··· GIVEN RECORDS
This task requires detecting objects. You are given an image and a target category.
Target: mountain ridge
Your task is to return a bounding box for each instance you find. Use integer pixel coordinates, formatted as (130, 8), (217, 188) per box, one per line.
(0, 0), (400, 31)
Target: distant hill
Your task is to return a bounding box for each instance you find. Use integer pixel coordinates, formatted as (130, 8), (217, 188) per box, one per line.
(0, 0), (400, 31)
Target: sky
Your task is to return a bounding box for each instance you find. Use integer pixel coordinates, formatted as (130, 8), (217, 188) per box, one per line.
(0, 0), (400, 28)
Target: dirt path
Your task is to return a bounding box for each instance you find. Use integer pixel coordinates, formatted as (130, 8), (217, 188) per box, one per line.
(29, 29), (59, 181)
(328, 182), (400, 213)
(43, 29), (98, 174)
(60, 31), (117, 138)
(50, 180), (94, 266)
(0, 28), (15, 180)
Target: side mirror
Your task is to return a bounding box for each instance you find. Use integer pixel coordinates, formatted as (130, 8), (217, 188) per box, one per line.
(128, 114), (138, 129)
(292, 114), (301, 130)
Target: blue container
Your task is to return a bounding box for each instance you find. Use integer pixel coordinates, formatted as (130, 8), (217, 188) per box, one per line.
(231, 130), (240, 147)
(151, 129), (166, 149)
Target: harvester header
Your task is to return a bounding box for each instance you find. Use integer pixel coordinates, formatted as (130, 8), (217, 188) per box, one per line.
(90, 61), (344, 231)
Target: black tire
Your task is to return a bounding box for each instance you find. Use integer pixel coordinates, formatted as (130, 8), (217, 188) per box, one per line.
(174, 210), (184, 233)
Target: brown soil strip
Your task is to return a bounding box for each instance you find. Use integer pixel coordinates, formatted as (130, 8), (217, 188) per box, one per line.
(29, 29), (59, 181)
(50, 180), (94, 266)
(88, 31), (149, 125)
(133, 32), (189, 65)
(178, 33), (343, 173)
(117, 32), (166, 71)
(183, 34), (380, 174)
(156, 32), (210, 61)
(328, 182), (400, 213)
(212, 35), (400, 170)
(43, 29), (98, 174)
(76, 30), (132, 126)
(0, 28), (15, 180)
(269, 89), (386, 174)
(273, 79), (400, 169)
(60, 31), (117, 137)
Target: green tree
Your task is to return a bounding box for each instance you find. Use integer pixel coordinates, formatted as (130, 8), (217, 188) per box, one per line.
······
» **THE TASK**
Please format the entries from the start through the line containing "(90, 61), (344, 231)" as a two-column CSV with the headers entry_text and answer. Give one row per entry, with each value in a single quoted field and its line breaks replaced by spaces.

» **ANSWER TO THE TASK**
entry_text,answer
"This task requires detecting objects. You are given an image and a target category. Target: mountain ridge Your task is to return a bounding box for each instance you find. Use integer pixel coordinates, formatted as (130, 8), (217, 188) per box, one per line.","(0, 0), (400, 31)"
"Target: distant hill Your task is to return a bounding box for each instance you find. Use integer pixel coordinates, formatted as (130, 8), (217, 188) per box, one per line.","(0, 0), (400, 31)"
"Target: sky Your task is to return a bounding box for each instance you find. Use integer pixel coordinates, formatted as (130, 8), (217, 188) per box, one per line.","(0, 0), (400, 28)"
"Target: dirt path Your task is to return a bounding box for each instance you find. Use integer pixel coordinates, formatted as (130, 8), (217, 188) per box, one per line.","(29, 29), (59, 181) (328, 182), (400, 213) (43, 29), (98, 174) (60, 31), (117, 138) (50, 180), (94, 266) (0, 28), (15, 180)"
"Target: side mirror Your task is to return a bounding box for each instance you find. Use integer pixel coordinates, formatted as (130, 8), (217, 188) per box, one per line.","(128, 114), (138, 129) (292, 114), (301, 130)"
"Target: blue container Your task is to return a bounding box for each instance you find. Use integer pixel coordinates, formatted as (130, 8), (217, 188) per box, one per line.","(231, 130), (240, 147) (151, 129), (166, 149)"
"Target: harvester header Your task is to return a bounding box for each instance you find. Use integer pixel coordinates, formatted as (130, 8), (217, 188) per box, one per line.","(90, 61), (344, 231)"